# OBJECTIVE:
Give back exactly the lines that run from the line containing "The answer SHOULD provide one point per instance of the boat" through the end of the listing below. Leave out every other line.

(Records excerpted from a collection)
========================

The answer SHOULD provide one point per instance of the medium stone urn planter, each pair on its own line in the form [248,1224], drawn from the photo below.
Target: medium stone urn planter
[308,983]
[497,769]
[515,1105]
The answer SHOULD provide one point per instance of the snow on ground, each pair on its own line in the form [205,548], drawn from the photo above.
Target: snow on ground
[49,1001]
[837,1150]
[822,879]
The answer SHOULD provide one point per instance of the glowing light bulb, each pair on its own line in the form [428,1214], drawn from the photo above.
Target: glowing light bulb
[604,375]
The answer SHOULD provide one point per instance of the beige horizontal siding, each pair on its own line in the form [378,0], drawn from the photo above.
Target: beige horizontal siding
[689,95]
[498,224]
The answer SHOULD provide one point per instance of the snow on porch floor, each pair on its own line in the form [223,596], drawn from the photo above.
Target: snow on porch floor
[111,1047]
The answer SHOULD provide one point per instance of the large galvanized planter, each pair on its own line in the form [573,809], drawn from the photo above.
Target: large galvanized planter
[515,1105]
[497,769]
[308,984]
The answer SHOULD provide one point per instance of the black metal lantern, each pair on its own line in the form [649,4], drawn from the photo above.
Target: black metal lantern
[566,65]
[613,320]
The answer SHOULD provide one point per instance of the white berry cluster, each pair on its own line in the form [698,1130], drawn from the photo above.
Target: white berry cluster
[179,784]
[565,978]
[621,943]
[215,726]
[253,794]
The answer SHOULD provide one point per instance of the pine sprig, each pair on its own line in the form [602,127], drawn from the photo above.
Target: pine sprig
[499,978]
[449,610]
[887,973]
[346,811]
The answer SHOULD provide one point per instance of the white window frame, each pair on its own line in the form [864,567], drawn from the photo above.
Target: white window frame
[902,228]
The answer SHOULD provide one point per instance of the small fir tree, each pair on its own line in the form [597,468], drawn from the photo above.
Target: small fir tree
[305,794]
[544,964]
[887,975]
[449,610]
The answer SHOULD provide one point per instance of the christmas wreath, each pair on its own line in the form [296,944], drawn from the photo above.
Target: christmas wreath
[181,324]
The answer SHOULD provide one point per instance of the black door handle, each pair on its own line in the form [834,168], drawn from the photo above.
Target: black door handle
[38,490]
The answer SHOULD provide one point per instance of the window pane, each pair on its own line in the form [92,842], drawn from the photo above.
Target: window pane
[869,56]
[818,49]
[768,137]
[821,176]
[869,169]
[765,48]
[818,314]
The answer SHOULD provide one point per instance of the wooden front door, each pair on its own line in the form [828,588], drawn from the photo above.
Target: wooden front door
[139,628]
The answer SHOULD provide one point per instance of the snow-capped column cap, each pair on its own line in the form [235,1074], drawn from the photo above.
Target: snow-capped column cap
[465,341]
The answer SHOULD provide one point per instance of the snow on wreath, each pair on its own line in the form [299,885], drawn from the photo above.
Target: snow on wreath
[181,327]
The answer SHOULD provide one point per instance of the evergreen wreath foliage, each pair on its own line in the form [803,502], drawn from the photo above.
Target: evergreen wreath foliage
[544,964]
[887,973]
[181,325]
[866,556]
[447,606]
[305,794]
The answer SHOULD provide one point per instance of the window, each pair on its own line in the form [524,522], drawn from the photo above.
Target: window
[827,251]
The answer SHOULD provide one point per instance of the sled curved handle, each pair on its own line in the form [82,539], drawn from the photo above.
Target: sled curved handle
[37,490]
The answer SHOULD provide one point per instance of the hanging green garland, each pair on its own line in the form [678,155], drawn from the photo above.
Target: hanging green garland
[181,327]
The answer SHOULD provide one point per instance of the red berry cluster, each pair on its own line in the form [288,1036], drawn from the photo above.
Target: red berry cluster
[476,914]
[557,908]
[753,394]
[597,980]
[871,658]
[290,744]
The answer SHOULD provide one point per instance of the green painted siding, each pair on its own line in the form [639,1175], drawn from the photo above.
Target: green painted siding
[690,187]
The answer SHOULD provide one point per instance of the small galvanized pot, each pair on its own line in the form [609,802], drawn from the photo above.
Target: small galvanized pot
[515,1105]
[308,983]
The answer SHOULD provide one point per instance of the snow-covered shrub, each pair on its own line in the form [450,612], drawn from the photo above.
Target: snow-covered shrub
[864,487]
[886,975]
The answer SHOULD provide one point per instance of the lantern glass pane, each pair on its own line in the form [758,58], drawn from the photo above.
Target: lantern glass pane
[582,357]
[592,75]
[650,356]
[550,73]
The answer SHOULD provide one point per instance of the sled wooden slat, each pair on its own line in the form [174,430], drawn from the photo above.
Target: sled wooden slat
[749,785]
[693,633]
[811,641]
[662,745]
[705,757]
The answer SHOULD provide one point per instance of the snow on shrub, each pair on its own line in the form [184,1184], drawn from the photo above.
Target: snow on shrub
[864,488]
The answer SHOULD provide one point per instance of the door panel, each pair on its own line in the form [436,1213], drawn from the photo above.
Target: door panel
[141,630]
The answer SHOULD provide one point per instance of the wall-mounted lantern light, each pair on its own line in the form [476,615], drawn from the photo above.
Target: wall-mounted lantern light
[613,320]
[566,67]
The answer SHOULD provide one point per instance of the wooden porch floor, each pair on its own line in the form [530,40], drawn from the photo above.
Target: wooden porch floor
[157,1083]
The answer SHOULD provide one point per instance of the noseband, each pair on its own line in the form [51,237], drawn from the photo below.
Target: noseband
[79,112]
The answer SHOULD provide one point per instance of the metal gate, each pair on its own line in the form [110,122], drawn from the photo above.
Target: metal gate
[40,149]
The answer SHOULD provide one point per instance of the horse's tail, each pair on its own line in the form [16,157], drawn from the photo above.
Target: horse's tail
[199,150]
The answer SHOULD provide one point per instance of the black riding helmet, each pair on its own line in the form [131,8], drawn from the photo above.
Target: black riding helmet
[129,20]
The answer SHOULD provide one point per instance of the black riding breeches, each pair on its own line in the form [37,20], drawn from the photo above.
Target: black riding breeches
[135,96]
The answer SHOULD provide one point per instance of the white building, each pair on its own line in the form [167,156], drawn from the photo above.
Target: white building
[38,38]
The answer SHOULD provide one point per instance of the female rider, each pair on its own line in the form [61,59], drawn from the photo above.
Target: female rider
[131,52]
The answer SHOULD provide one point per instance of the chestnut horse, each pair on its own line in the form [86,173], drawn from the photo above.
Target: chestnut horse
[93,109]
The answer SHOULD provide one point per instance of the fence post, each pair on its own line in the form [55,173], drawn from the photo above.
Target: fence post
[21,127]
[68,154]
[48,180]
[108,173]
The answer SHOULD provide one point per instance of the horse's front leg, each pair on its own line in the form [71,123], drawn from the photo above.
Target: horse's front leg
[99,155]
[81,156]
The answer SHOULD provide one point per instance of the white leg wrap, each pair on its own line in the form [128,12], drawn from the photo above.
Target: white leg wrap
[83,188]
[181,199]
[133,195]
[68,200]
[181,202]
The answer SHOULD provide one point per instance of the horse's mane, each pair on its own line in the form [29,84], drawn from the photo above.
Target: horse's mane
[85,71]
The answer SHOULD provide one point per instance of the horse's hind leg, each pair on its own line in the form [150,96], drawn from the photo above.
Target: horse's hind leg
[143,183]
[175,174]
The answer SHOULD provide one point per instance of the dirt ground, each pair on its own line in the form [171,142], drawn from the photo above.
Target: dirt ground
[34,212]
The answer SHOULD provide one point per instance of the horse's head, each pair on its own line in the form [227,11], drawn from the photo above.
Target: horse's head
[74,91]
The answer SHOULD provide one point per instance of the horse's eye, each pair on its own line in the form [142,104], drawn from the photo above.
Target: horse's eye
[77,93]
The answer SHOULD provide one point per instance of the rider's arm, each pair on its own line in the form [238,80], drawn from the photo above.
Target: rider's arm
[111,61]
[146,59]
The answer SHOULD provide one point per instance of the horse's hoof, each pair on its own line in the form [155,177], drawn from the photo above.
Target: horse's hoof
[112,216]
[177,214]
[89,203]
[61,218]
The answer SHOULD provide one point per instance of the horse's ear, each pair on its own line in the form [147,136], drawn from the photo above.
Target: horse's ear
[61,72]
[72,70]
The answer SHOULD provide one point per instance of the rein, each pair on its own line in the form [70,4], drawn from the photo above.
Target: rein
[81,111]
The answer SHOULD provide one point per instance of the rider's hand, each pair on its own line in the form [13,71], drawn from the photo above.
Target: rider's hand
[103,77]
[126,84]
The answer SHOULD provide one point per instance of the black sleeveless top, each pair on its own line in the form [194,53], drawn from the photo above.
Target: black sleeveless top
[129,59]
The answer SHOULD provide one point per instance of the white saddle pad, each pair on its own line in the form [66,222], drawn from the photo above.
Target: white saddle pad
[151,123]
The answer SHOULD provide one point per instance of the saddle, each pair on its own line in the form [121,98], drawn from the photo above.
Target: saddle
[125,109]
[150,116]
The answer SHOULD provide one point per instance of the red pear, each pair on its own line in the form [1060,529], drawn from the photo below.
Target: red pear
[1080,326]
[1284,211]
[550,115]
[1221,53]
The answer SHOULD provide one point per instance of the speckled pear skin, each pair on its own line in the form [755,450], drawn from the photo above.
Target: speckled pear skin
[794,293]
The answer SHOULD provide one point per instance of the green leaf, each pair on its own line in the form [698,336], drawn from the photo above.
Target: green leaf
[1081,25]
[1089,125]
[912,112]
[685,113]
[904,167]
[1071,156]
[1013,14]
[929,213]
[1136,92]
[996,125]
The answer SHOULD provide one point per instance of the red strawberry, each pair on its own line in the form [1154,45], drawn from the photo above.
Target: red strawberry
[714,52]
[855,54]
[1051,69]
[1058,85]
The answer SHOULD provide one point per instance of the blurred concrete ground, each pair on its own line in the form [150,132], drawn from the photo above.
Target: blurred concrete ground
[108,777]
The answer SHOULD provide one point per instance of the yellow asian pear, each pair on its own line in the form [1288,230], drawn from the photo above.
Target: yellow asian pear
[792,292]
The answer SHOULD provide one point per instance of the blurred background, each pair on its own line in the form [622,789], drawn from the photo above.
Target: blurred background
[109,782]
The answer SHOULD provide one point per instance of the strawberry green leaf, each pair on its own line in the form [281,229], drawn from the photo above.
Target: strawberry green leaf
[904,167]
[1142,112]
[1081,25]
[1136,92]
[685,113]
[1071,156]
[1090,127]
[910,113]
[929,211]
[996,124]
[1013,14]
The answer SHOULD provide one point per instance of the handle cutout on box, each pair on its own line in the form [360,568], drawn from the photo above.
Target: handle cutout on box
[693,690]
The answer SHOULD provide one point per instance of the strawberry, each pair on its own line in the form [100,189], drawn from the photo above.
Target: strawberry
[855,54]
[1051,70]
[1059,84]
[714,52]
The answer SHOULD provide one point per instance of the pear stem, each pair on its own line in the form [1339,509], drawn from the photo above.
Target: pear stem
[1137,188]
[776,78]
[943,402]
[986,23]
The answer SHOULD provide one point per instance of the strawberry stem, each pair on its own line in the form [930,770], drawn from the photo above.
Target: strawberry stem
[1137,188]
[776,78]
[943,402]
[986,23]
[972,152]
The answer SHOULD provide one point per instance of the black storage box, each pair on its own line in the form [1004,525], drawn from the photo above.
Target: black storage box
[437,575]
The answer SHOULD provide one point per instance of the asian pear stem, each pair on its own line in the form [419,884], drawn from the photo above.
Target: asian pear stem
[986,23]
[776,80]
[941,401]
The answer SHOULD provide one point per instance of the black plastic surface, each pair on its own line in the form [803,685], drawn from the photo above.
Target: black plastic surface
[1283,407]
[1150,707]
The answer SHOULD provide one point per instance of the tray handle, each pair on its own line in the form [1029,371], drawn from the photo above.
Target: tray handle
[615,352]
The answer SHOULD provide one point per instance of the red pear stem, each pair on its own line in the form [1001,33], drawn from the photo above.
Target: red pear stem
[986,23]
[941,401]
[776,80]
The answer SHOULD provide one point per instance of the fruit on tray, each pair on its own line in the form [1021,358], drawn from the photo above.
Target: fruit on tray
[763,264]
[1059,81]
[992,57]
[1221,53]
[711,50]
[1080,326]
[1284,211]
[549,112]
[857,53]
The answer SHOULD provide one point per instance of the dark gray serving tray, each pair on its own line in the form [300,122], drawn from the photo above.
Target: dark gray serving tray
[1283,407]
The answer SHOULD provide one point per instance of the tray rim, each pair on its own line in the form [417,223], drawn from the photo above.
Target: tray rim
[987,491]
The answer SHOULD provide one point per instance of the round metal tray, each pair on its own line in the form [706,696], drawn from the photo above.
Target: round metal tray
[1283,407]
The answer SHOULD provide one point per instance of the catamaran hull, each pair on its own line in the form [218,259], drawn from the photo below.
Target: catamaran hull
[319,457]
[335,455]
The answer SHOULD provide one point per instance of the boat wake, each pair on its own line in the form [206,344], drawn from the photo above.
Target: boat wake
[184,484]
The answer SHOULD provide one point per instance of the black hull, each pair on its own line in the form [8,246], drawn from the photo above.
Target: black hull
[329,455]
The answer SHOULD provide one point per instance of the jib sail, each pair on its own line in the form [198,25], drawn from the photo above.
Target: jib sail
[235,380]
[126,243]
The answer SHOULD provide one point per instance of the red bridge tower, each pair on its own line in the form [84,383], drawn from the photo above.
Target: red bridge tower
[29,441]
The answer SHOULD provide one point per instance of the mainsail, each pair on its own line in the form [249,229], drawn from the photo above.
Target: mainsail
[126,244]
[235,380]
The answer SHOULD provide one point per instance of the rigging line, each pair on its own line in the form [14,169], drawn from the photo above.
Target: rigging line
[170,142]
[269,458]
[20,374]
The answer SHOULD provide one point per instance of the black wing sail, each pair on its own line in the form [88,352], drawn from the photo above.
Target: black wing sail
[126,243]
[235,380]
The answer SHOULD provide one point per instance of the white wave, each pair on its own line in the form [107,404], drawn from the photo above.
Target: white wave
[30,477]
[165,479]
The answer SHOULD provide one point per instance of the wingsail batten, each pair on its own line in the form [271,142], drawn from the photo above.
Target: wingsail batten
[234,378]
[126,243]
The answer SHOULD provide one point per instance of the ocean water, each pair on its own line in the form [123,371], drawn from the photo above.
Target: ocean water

========================

# SOLUTION FOR THIS TASK:
The answer SHOULD provide one point per instance of the boat wake, each pair on its own line in the form [206,344], drawn from the photo above.
Target: boat wake
[184,484]
The answer SHOULD provide one point per instance of the black hull, each pair on its own line in the form [8,246], drawn from the photo above.
Target: black hull
[329,455]
The answer SHOULD provide one point per instance of the jib sail, each pair on its own line in the form [198,25], drawn from the photo above.
Target: jib sail
[235,380]
[126,243]
The answer SHOULD provide one point per instance of the red bridge tower, each pair on its own line in the form [84,383], drawn from the photo above.
Target: red bridge tower
[29,441]
The answer SHOULD provide one point per instance of the mainsail, each pair on its own line in the form [249,229], drawn from the photo above.
Target: mainsail
[126,244]
[235,380]
The answer SHOULD provide one point per instance of the rigging line, each pair on its own line in the form [14,169], drawn from the photo above.
Target: rigging line
[170,142]
[269,458]
[20,374]
The answer SHOULD provide one point per instance of the black wing sail, each pair on its own line in the form [88,352], drawn from the photo above.
Target: black wing sail
[126,243]
[235,380]
The answer SHOULD provide one point per instance of the white wave, each pair on its own line in the form [107,404], drawn from the photo above.
Target: white wave
[30,477]
[165,479]
The answer SHOULD provide one point per instance of the wingsail batten, each pair on its own line in the form [271,142], drawn from the photo above.
Target: wingsail batten
[234,378]
[126,243]
The answer SHOULD provide one point per instance of the ocean water, each pair on its own line in the form [123,371], drawn from the photo above.
Target: ocean water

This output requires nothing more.